DAMASCUS, Syria — Syria’s president, Bashar al-Assad, was in the United Arab Emirates on Friday, his office said, his first visit to an Arab country since Syria’s civil war erupted in 2011.
In a statement posted on its social media pages, Mr. Assad’s office said he had met with Sheikh Mohammed bin Rashid al-Maktoum, the Emirates’ vice president and prime minister, who is also the ruler of Dubai. The two discussed expanding bilateral relations between Syria and the Emirates, it said.
The visit sends the clearest signal yet that the Arab world is willing to re-engage with Syria’s widely shunned president. It comes against the backdrop of the war in Ukraine, where Mr. Assad’s main ally, President Vladimir V. Putin of Russia, is pressing on with a military offensive, now in its fourth week. Syria has supported Russia’s invasion, accusing the West of having provoked it.

Dataset entries:
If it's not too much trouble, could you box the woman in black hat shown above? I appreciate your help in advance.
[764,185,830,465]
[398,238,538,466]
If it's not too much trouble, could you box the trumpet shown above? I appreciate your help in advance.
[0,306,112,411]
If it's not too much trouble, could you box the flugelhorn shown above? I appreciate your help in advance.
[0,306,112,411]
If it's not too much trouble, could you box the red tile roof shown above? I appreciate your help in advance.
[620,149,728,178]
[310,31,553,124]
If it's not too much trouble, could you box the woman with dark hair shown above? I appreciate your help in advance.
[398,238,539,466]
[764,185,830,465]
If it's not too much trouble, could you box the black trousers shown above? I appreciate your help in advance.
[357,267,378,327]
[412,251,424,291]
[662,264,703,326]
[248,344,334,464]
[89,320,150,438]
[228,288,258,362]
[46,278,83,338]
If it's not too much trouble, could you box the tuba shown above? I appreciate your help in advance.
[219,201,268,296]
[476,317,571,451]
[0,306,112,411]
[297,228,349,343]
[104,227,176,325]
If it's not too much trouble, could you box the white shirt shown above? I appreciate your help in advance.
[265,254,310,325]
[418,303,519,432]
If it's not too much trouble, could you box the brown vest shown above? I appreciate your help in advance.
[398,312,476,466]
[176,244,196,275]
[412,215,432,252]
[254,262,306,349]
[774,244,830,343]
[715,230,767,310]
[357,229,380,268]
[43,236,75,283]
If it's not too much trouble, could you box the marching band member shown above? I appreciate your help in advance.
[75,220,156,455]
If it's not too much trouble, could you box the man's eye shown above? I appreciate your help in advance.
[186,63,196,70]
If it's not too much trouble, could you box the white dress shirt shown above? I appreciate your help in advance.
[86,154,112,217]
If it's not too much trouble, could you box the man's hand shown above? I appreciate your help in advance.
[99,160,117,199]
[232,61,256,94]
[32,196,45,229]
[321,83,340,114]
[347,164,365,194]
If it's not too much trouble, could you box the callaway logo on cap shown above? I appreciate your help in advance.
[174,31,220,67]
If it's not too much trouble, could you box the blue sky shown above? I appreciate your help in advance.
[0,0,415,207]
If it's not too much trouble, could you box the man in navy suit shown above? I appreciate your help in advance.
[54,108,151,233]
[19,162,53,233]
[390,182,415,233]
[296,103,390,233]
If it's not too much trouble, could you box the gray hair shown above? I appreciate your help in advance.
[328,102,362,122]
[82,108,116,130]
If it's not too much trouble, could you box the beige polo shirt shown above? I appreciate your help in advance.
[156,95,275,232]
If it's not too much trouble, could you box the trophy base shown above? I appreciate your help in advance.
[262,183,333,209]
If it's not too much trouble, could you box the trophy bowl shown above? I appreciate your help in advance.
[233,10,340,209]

**Written problem:** Can you reproduce everything from "DAMASCUS, Syria —" down to "Emirates, it said." in the article above on Assad's visit to the Emirates?

**Answer below:**
DAMASCUS, Syria — Syria’s president, Bashar al-Assad, was in the United Arab Emirates on Friday, his office said, his first visit to an Arab country since Syria’s civil war erupted in 2011.
In a statement posted on its social media pages, Mr. Assad’s office said he had met with Sheikh Mohammed bin Rashid al-Maktoum, the Emirates’ vice president and prime minister, who is also the ruler of Dubai. The two discussed expanding bilateral relations between Syria and the Emirates, it said.